Excerpts of location labeling data
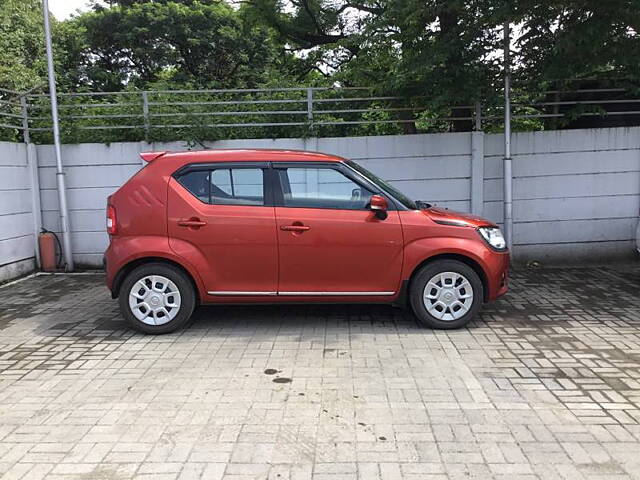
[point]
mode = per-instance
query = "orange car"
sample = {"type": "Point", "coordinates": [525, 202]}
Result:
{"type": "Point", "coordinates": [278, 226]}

### [CHALLENGE]
Rewrite the data above as a JSON list of strings, with one string for each line and no entries for blank lines. Leave the pictures out of the list.

### [FINISHED EXERCISE]
[
  "[point]",
  "mode = per-instance",
  "query = \"orange car\"",
  "sample = {\"type\": \"Point\", \"coordinates\": [525, 202]}",
  "Result:",
  "{\"type\": \"Point\", \"coordinates\": [278, 226]}"
]